-- DIRECTION 1 --
According to the radiator fan thread, did the Nissan D21 Hardbody trucks come with electric fans?
-- DIRECTION 2 --
Please carry on the radiator fan thread past its last line.

# Radiator fan stays on even when truck is cold



## Nicka (Jan 7, 2020)

I’ve owned my 94 Hardbody for about six months now, and it’s always had a problem where the temp gauge reads that the engine is cold. It’s winter now and the needle barely gets above the cold mark. Even when the truck is ice cold in the morning, in below freezing weather, the radiator fan comes on as soon as I start it and it stays on. Is this normal? I’ve checked the fan when the engine is off and it spins freely, which from what I’ve heard, means that the fan clutch isn’t locked. I haven’t replaced the thermostat, but I think it was replaced before I bought the truck. It just doesn’t seem right that the fan would turn on as soon as I started it.
Any help would be much appreciated!


----------



## jp2code (Jun 2, 2011)

First thing, you are describing an electric fan. The Nissan D21 Hardbody trucks did not come with electric fans, so whoever installed it didn't do a good job. They may have hard wired the fan to turn on when the engine comes on or they may not have known how to set the ON setting for the electric fan.


----------



## Nicka (Jan 7, 2020)

-- MATERIAL --
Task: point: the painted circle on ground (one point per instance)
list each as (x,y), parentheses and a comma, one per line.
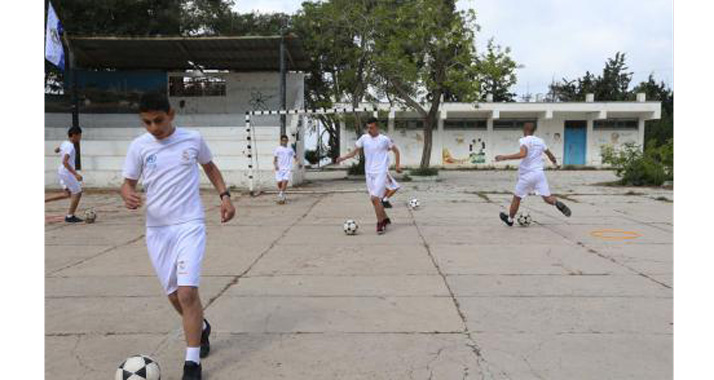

-- TASK ANSWER 1 --
No, they did not come with electric fans.

-- TASK ANSWER 2 --
jp2code said:


> First thing, you are describing an electric fan. The Nissan D21 Hardbody trucks did not come with electric fans, so whoever installed it didn't do a good job. They may have hard wired the fan to turn on when the engine comes on or they may not have known how to set the ON setting for the electric fan.


No it has the stock mechanical fan! Sorry I didn’t know how to differentiate. I guess I thought they were all just called radiator fans. My bad for the confusion.


----------



## jp2code (Jun 2, 2011)

Ok, so I misunderstood this piece below 



Nicka said:


> Even when the truck is ice cold in the morning, in below freezing weather, the radiator fan comes on as soon as I start it and it stays on.


You should have a fan clutch then.

With a fan clutch, the fan will always spin a little, but the clutch should lock the fan ON whenever the engine starts to pull hot air through the radiator and gets the clutch warm.

When you crank a cold engine, it is normal for a fan clutch to grab the fan and make a lot of noise under the hood for 30 seconds or so. 

Is that what is going on?


----------



## Nicka (Jan 7, 2020)

jp2code said:


> Ok, so I misunderstood this piece below
> 
> 
> 
> ...


That would make sense for it to grab the fan when I first start the engine and keep it on for a little. But I checked this morning and after about 10 minutes the fan still didn’t slow down or anything. I’m worried that if the fan doesn’t turn off, that could be why the engine isn’t getting up to operating temp.


----------



## jp2code (Jun 2, 2011)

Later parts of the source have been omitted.